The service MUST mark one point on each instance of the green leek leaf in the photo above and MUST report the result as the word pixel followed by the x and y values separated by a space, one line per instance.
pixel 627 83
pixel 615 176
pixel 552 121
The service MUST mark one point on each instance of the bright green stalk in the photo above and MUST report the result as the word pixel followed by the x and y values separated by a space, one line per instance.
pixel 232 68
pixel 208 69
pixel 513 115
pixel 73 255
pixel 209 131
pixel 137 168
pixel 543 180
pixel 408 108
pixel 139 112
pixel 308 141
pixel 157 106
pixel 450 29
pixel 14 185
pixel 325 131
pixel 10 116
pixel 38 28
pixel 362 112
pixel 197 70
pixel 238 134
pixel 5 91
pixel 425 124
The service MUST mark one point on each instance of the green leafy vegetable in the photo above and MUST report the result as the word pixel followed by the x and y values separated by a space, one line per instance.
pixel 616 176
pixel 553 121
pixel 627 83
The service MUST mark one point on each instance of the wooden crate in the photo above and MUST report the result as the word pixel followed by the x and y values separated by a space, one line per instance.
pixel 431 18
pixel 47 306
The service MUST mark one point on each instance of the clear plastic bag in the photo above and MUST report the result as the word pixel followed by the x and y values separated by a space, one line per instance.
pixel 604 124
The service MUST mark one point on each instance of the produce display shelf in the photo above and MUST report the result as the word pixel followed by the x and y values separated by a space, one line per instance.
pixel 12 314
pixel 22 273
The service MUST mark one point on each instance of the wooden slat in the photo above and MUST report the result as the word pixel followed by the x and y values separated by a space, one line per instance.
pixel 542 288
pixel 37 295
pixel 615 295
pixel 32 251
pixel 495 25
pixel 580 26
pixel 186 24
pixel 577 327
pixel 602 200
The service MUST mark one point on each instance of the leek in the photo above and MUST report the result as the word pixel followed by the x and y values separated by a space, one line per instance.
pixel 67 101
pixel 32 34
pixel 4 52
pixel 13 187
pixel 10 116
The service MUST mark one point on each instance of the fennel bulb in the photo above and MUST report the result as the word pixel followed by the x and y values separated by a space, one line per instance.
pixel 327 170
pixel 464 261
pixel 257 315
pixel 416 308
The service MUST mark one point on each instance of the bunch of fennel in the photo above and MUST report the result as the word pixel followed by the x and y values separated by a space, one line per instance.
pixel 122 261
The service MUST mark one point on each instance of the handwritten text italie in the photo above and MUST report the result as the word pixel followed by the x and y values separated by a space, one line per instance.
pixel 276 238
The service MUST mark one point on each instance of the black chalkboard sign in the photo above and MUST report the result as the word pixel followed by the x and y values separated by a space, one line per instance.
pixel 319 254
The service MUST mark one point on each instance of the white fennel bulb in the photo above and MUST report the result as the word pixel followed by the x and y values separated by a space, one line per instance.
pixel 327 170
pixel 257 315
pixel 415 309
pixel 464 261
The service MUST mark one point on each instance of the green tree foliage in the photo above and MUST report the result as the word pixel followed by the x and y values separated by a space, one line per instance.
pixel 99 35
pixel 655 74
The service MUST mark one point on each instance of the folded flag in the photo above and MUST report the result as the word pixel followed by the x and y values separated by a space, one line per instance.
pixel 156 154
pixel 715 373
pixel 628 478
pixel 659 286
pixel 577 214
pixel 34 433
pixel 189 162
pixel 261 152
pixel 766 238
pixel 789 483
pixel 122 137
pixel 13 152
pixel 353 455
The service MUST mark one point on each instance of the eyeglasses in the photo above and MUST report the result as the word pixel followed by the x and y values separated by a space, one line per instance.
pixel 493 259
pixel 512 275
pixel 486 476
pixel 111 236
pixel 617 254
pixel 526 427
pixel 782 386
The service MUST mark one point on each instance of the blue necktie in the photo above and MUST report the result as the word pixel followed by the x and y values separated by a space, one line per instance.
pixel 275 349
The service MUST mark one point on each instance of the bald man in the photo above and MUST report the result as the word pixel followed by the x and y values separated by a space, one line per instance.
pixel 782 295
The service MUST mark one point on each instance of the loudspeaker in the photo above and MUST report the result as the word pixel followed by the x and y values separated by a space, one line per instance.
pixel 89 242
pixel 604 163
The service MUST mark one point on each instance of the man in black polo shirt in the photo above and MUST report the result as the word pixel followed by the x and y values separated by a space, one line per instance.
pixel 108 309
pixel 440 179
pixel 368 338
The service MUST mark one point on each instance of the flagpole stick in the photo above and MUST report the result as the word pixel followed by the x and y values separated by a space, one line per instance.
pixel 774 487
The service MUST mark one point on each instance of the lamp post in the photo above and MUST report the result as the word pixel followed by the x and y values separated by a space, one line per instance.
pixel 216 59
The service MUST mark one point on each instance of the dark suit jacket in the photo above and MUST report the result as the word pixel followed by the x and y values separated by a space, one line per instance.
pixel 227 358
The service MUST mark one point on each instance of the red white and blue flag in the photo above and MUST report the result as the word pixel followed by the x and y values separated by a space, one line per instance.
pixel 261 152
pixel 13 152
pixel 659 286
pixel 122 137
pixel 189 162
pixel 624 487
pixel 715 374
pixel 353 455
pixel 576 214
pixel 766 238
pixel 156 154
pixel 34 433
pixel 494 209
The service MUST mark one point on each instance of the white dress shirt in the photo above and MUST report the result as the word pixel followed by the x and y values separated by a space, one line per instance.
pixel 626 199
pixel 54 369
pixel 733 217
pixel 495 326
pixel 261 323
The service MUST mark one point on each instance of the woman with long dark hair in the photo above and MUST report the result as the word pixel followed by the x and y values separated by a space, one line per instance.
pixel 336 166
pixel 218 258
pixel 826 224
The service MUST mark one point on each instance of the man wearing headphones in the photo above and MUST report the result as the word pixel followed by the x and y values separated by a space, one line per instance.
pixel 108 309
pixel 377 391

• • • • •

Your instructions: Output the entire set of records exactly as shown.

Solution to this exercise:
The service MUST mark one point on each instance of the green leek leaf in the photo above and MUST report the result as the word pixel followed by the x and y values separated by a space, one line per instance.
pixel 627 83
pixel 615 176
pixel 552 121
The service MUST mark one point on each instance of the bright green stalk in the photo above and MUST report the result as the word pixel followed by the x and y values separated by a space, one line per instance.
pixel 232 68
pixel 208 69
pixel 513 115
pixel 73 255
pixel 209 131
pixel 137 168
pixel 543 180
pixel 408 108
pixel 139 112
pixel 308 141
pixel 157 106
pixel 450 29
pixel 14 185
pixel 325 131
pixel 10 116
pixel 38 28
pixel 362 112
pixel 197 70
pixel 238 134
pixel 5 91
pixel 425 124
The service MUST mark one point on each instance of the green leafy vegetable in the photo above and MUST report the result as the word pixel followed by the x and y values separated by a space, one line per instance.
pixel 616 176
pixel 553 121
pixel 627 83
The service MUST mark one point on each instance of the wooden crate in the photo above and MUST report the result as the word pixel followed by the x and y values separated by a space, one line per instance.
pixel 431 18
pixel 47 306
The service MUST mark one point on each instance of the clear plastic bag in the photo above and MUST report the result as the word pixel followed by the x and y values separated by a space, one line per instance.
pixel 604 124
The service MUST mark one point on each instance of the produce display shelf in the photo above and MUST report the result as the word pixel followed by the x and y values separated by a space, one line per instance.
pixel 12 314
pixel 22 273
The service MUST mark one point on each instance of the wooden slat in the photo above and MUST report the result as the word pixel followed by the x and y values separated by a space, one line per instance.
pixel 542 288
pixel 37 295
pixel 615 295
pixel 32 251
pixel 495 25
pixel 580 26
pixel 186 24
pixel 577 327
pixel 602 200
The service MUST mark one point on each instance of the leek in the photo above and MUST report the result as the word pixel followed by the x and y values separated by a space, one line per instance.
pixel 67 101
pixel 32 34
pixel 4 52
pixel 13 187
pixel 10 116
The service MUST mark one point on each instance of the fennel bulb in the photo above and MUST report the result as the word pixel followed by the x and y values separated by a space, one line per instance.
pixel 327 170
pixel 464 261
pixel 257 315
pixel 416 308
The service MUST mark one point on each instance of the bunch of fennel in the photo above and MUST report the result as the word pixel followed by the x and y values separated by a space, one line per instance.
pixel 122 261
The service MUST mark one point on each instance of the handwritten text italie in the photo above and MUST report the result as the word pixel followed by the x and y values separated by a space, one line per instance.
pixel 276 238
The service MUST mark one point on each instance of the black chalkboard sign in the photo above and MUST report the result as the word pixel followed by the x and y values separated by a space, one line per instance.
pixel 319 254
The service MUST mark one point on each instance of the white fennel bulb in the photo above and MUST report the result as the word pixel followed by the x and y values separated by a space, one line per instance.
pixel 327 170
pixel 257 315
pixel 415 309
pixel 464 261
The service MUST mark one point on each instance of the green tree foliage in the photo above and MUST report the result as the word pixel followed by the x and y values separated by a space, one line per instance.
pixel 99 35
pixel 655 74
The service MUST mark one point on each instance of the folded flag in the photo above and MUST report the result as the word pixel followed by the x and y values separated by a space, one line per instance.
pixel 156 154
pixel 715 373
pixel 628 478
pixel 659 286
pixel 577 214
pixel 34 433
pixel 189 162
pixel 261 152
pixel 766 238
pixel 789 483
pixel 122 137
pixel 13 152
pixel 353 455
The service MUST mark one point on each instance of the eyeglasses in the photo above and MUST report the result as the word pixel followed by the x and y values separated by a space, one line per instance.
pixel 493 259
pixel 512 275
pixel 486 476
pixel 111 236
pixel 617 254
pixel 526 427
pixel 782 386
The service MUST mark one point on each instance of the blue necktie in the photo above and MUST report the result as the word pixel followed by the x and y values separated by a space, one line per instance.
pixel 275 349
The service MUST mark one point on each instance of the bald man in the photo above and MUST report the result as the word pixel followed by the x and y values separated by a space, one line per instance.
pixel 782 295
The service MUST mark one point on each instance of the loudspeaker in the photo above and MUST report the result as the word pixel followed by the x and y values separated by a space, one line per instance.
pixel 89 242
pixel 604 163
The service MUST mark one point on each instance of the man in black polo shirt in the photo above and MUST report the result as the word pixel followed by the x and y values separated by a space, one line per instance.
pixel 108 309
pixel 440 179
pixel 368 338
The service MUST mark one point on each instance of the flagpole stick in the photo above and MUST report the result as the word pixel followed by the x and y values separated by a space, one line per instance.
pixel 774 487
The service MUST mark one point on each instance of the lamp post in the photo above and MUST report the result as the word pixel followed by the x and y values separated by a space, one line per instance.
pixel 216 59
The service MUST mark one point on each instance of the dark suit jacket in the photo above and MUST report the result as the word pixel followed by the x and y values separated by a space, one line per instance.
pixel 227 358
The service MUST mark one point on each instance of the red white and blue flag in the photo above and MUST report the result as the word pixel followed by the x and y values separated by a space, one line per instance.
pixel 261 152
pixel 13 152
pixel 659 286
pixel 122 137
pixel 189 162
pixel 624 487
pixel 715 374
pixel 353 455
pixel 576 214
pixel 766 238
pixel 156 154
pixel 34 433
pixel 494 209
The service MUST mark one point on each instance of the white dress shirt in the photo above and MUST report the result as the word pixel followed by the x and y values separated by a space, one line per instance.
pixel 626 199
pixel 54 369
pixel 733 217
pixel 495 326
pixel 261 323
The service MUST mark one point on each instance of the woman with long dark hair in the photo above and MUST report the result as the word pixel followed by the x and y values separated by a space, one line per instance.
pixel 336 166
pixel 218 258
pixel 826 224
The service MUST mark one point on each instance of the man wearing headphones in the photo above and MUST report the result as the word pixel followed by the x and y values separated by a space, one line per instance.
pixel 108 309
pixel 377 391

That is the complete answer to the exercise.